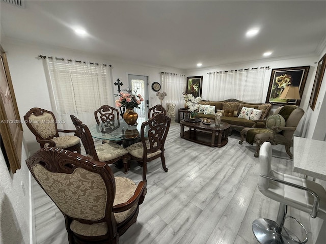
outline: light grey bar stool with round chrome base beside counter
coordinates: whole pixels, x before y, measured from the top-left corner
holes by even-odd
[[[313,163],[313,162],[312,162]],[[266,197],[280,202],[276,221],[256,219],[252,230],[259,243],[297,244],[306,243],[307,231],[295,218],[287,216],[287,206],[310,213],[310,217],[326,220],[326,192],[316,182],[284,174],[271,169],[271,144],[264,142],[259,153],[259,191]],[[306,231],[306,239],[298,240],[283,225],[286,218],[292,218]]]

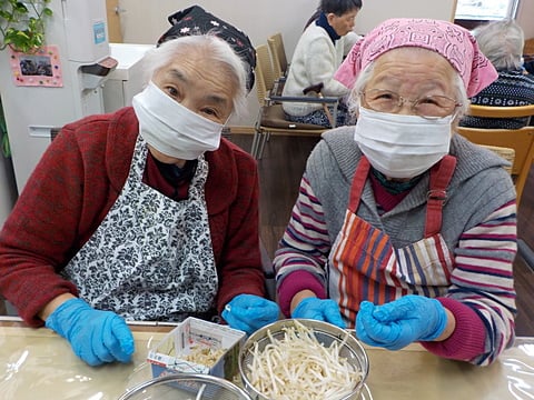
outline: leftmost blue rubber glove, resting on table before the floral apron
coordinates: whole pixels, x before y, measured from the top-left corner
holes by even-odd
[[[46,326],[67,339],[89,366],[129,362],[134,354],[134,337],[125,320],[115,312],[95,310],[81,299],[63,302]]]

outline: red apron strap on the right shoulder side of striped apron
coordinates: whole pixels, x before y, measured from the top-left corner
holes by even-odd
[[[426,194],[425,238],[433,237],[442,230],[442,209],[447,199],[447,186],[456,168],[456,157],[445,156],[431,169],[429,190]]]

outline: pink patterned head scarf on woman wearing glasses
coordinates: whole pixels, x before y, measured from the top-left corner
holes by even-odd
[[[334,78],[352,88],[357,76],[388,50],[418,47],[445,57],[459,72],[471,98],[497,78],[497,71],[464,28],[431,19],[389,19],[356,42]]]

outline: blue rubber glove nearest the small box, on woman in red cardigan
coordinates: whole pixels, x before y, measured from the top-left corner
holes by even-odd
[[[226,304],[222,318],[230,328],[248,334],[278,319],[280,310],[274,301],[254,294],[238,294]]]

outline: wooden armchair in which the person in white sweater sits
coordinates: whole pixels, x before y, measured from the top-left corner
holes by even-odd
[[[270,134],[320,136],[325,130],[322,126],[297,123],[285,118],[283,102],[314,102],[334,107],[333,120],[336,121],[338,98],[328,97],[284,97],[276,94],[273,66],[269,49],[266,44],[256,47],[256,92],[259,101],[258,118],[255,123],[255,133],[250,153],[260,159],[265,143]],[[275,93],[274,93],[275,92]]]

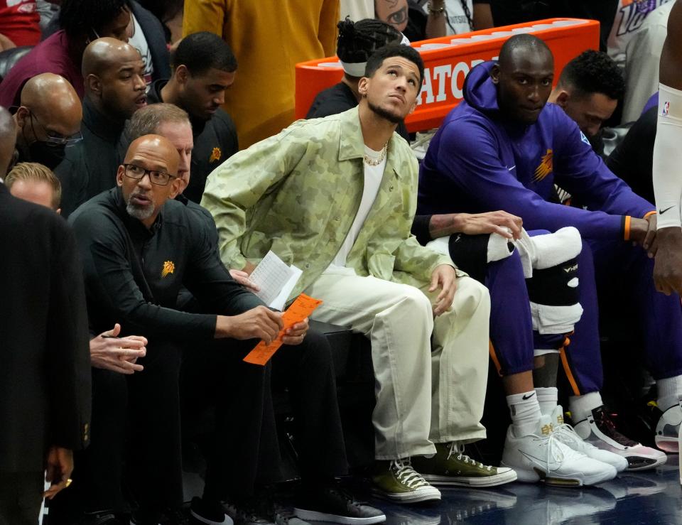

### REQUIRED WORK
Recopy the full listing exactly, passing over any picture.

### SOLUTION FOR THIS PROBLEM
outline: light grey bar stool with round chrome base beside counter
coordinates: whole pixels, x before y, measured from the top-left corner
holes by even-odd
[[[313,163],[313,162],[312,162]],[[266,197],[280,202],[276,221],[256,219],[252,230],[259,243],[297,244],[306,243],[307,231],[295,218],[287,216],[287,206],[310,213],[310,217],[326,220],[326,192],[316,182],[284,174],[271,169],[271,144],[264,142],[259,153],[259,191]],[[306,231],[306,239],[298,240],[283,225],[286,218],[292,218]]]

outline: leftmost blue rubber glove, resting on table before the floral apron
coordinates: whole pixels, x before y, measured from the top-left corner
holes by even-odd
[[[46,326],[67,339],[89,366],[129,362],[134,354],[134,337],[125,320],[115,312],[95,310],[81,299],[63,302]]]

outline: red apron strap on the right shoulder side of striped apron
coordinates: whole pixels, x before y, measured from the top-left corner
holes by even-odd
[[[426,194],[425,238],[433,237],[442,230],[442,209],[447,199],[447,186],[456,168],[456,157],[445,156],[431,169],[429,190]]]

outline: pink patterned head scarf on woman wearing glasses
coordinates: whole pixels, x before y, measured from the top-left corner
holes by even-odd
[[[334,78],[352,88],[357,76],[388,50],[418,47],[445,57],[459,72],[471,98],[497,78],[497,71],[464,28],[431,19],[389,19],[356,42]]]

outline: blue rubber glove nearest the small box, on woman in red cardigan
coordinates: whole pixels, x before y, measured from the top-left corner
holes by even-odd
[[[226,304],[222,318],[230,328],[248,334],[278,319],[280,310],[274,301],[254,294],[238,294]]]

outline: wooden armchair in which the person in white sweater sits
coordinates: whole pixels, x before y, measured from the top-left corner
holes by even-odd
[[[270,134],[320,136],[325,130],[322,126],[297,123],[285,118],[283,102],[314,102],[334,107],[333,120],[336,121],[338,98],[328,97],[284,97],[276,94],[273,66],[269,49],[266,44],[256,47],[256,92],[259,101],[258,118],[255,123],[255,133],[250,153],[260,159],[265,143]],[[275,93],[274,93],[275,92]]]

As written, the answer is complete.